# [Written problem]
Only the lines from the one containing "of the plastic" through the final line of the material below should be output, exactly as they stand.

# [Given records]
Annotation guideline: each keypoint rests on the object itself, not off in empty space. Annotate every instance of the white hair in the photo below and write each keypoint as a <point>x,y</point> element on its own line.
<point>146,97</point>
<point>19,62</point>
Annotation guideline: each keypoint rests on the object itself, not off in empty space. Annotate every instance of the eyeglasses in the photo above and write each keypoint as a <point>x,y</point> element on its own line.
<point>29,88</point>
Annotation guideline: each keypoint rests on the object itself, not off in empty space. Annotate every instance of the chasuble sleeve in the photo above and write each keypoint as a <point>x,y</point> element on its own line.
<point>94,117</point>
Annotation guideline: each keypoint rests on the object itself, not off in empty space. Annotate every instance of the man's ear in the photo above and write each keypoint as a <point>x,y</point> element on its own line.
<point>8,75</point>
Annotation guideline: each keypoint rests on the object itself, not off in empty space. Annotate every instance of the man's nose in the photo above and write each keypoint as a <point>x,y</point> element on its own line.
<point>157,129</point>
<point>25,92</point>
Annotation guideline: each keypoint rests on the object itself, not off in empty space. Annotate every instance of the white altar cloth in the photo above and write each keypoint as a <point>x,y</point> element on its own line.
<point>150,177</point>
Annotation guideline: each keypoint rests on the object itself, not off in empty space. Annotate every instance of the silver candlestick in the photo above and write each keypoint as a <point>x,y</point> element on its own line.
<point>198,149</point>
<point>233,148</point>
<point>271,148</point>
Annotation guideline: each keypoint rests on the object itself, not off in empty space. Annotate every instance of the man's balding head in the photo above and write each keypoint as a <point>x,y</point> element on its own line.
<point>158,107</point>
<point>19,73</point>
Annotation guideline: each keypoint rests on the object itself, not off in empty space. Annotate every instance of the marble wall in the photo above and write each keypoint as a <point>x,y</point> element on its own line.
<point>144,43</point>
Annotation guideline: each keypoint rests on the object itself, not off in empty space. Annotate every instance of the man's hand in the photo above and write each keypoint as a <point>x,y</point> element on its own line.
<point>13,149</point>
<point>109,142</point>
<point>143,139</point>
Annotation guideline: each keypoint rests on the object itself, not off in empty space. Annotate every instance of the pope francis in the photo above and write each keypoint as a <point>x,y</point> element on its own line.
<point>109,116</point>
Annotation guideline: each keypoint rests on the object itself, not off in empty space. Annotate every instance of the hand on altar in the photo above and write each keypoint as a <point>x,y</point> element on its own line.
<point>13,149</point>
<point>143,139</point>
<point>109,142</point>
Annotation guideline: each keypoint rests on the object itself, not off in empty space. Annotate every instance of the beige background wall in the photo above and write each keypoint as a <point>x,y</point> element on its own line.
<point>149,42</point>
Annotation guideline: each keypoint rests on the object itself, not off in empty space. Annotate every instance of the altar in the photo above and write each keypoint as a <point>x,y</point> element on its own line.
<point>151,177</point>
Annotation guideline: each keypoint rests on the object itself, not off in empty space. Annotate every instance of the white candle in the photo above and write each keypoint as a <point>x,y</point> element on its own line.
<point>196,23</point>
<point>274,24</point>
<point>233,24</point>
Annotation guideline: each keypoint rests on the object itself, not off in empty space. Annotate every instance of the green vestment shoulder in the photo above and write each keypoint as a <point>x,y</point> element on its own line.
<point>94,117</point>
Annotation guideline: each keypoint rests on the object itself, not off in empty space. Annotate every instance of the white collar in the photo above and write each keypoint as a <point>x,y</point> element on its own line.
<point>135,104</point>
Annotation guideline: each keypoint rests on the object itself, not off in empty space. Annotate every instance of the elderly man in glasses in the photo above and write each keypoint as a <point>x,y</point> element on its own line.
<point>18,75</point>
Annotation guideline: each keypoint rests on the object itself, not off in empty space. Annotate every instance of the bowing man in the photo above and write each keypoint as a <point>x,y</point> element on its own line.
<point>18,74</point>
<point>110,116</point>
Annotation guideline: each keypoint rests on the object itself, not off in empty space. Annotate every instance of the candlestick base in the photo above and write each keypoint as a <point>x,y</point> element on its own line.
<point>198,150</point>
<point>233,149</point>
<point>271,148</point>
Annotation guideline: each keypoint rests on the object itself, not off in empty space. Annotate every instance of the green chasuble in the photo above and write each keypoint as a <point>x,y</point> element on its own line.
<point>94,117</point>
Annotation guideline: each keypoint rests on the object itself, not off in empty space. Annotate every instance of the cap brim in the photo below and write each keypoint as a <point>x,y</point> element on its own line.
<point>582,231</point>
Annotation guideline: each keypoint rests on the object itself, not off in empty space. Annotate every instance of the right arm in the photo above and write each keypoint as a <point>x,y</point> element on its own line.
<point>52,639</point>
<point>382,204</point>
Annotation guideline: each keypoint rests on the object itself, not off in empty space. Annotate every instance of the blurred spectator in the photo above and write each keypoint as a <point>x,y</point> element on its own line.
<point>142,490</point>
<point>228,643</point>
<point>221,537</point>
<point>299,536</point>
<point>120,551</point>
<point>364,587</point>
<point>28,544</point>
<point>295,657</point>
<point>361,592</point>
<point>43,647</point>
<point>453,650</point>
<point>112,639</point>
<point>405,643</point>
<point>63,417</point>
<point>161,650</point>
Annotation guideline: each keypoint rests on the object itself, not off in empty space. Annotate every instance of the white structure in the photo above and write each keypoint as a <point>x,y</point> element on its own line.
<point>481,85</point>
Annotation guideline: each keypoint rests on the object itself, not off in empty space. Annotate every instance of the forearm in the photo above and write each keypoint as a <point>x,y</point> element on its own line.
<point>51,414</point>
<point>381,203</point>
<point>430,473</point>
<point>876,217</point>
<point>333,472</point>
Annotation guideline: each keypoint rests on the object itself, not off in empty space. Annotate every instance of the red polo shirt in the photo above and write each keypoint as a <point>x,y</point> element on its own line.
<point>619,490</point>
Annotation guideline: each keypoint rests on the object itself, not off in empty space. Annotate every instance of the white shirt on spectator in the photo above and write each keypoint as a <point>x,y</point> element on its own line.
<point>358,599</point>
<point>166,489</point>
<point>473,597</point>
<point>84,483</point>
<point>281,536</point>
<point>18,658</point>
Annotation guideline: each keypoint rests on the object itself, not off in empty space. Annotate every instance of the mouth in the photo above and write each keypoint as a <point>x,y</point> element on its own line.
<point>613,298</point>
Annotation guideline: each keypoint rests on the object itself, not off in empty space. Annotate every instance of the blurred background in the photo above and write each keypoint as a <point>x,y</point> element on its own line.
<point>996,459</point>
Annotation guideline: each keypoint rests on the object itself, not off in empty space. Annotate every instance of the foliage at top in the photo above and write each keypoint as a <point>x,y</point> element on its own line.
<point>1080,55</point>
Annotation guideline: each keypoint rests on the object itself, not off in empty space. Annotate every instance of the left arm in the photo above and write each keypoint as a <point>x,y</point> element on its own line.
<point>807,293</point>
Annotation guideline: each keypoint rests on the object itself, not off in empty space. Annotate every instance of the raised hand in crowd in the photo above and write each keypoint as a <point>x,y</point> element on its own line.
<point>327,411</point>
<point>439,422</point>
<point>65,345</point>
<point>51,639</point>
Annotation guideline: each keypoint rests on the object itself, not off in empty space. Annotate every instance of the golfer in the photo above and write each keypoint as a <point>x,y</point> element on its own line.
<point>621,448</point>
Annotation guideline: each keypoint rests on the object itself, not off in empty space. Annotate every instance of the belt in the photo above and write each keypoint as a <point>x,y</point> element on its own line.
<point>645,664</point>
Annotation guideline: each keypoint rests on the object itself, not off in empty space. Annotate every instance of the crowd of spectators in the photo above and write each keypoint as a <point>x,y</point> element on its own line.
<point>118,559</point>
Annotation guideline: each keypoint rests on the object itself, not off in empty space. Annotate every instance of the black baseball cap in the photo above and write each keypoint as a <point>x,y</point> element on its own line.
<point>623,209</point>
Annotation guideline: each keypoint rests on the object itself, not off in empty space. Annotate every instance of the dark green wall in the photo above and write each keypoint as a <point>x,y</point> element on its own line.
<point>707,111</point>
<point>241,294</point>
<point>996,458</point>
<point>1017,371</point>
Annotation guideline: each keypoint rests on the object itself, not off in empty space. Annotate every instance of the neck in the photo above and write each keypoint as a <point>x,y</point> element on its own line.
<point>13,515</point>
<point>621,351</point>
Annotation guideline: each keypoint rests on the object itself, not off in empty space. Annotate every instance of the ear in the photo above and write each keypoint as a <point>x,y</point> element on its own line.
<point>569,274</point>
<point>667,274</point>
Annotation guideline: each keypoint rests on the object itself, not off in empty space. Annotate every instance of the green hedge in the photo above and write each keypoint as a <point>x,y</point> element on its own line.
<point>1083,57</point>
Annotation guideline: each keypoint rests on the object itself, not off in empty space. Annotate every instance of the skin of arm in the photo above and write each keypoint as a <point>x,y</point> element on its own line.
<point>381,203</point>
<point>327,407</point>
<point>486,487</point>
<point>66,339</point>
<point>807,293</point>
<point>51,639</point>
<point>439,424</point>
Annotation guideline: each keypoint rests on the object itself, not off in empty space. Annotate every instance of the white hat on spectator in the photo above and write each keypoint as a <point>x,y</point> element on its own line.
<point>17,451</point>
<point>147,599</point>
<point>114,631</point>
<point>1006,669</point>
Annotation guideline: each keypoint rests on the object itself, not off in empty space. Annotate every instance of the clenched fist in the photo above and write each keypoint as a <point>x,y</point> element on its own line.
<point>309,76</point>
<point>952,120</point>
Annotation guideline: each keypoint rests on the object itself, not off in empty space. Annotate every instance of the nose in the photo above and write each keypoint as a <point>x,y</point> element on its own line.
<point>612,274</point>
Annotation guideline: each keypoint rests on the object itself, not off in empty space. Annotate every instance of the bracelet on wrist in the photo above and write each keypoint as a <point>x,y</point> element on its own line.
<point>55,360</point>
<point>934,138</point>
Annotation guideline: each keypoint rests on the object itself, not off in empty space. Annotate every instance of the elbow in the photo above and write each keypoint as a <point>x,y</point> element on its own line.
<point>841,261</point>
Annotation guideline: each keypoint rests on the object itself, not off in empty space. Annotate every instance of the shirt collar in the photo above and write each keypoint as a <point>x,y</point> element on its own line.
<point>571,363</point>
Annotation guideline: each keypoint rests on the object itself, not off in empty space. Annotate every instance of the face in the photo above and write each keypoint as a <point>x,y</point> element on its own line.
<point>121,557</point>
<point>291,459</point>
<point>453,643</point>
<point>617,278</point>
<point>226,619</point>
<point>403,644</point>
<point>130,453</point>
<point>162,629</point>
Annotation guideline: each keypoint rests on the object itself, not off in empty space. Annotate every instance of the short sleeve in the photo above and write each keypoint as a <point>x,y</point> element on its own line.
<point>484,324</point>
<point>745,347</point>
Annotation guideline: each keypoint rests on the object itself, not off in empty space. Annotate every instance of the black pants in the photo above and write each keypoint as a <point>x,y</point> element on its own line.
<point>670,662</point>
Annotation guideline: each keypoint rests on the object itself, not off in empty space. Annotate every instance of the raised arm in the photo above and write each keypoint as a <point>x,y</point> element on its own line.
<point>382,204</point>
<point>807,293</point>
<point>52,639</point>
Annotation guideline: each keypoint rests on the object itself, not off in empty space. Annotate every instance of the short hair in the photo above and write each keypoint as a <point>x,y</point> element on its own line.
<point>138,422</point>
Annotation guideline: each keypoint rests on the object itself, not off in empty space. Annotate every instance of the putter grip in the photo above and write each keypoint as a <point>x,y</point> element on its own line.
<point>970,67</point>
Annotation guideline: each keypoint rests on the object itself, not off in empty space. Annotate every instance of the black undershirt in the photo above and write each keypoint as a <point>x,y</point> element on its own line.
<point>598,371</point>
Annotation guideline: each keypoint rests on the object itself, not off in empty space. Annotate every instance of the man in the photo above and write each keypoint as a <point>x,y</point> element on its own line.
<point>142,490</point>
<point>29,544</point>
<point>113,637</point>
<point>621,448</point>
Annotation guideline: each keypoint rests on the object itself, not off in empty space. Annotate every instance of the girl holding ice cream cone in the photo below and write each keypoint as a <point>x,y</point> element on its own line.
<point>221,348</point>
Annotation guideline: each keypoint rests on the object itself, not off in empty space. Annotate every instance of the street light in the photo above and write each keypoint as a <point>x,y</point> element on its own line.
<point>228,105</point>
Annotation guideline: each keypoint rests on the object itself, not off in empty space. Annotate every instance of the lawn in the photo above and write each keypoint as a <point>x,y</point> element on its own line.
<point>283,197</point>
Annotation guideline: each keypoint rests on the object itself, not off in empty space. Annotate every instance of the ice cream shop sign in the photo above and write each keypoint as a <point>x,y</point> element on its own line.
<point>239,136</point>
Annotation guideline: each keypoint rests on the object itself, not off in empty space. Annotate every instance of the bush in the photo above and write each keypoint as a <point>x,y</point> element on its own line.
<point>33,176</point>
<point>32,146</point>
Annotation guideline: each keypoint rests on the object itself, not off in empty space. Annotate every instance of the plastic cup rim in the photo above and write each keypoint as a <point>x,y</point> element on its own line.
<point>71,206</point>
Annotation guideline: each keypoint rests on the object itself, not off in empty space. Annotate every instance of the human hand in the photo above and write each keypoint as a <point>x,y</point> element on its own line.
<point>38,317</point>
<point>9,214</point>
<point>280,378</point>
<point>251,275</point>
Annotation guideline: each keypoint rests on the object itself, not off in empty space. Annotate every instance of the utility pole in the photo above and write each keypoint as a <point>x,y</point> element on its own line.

# [Worked solution]
Annotation guideline: each keypoint rests on the object itself, not off in empty space. Annotate every instance of the plastic cup rim in the photo above and write each keypoint as a <point>x,y</point> element on its own line.
<point>71,206</point>
Annotation guideline: each keypoint rests on the object itself, not off in empty space. Annotate every instance of the human hand in the photo above and write each keypoint as a <point>x,y</point> element on its own line.
<point>38,317</point>
<point>9,214</point>
<point>280,378</point>
<point>251,275</point>
Annotation guideline: each keypoint rests on the object itself, not off in empty space. Annotate every instance of the utility pole in the photo above and write each keypoint as a <point>x,y</point> element on its own line.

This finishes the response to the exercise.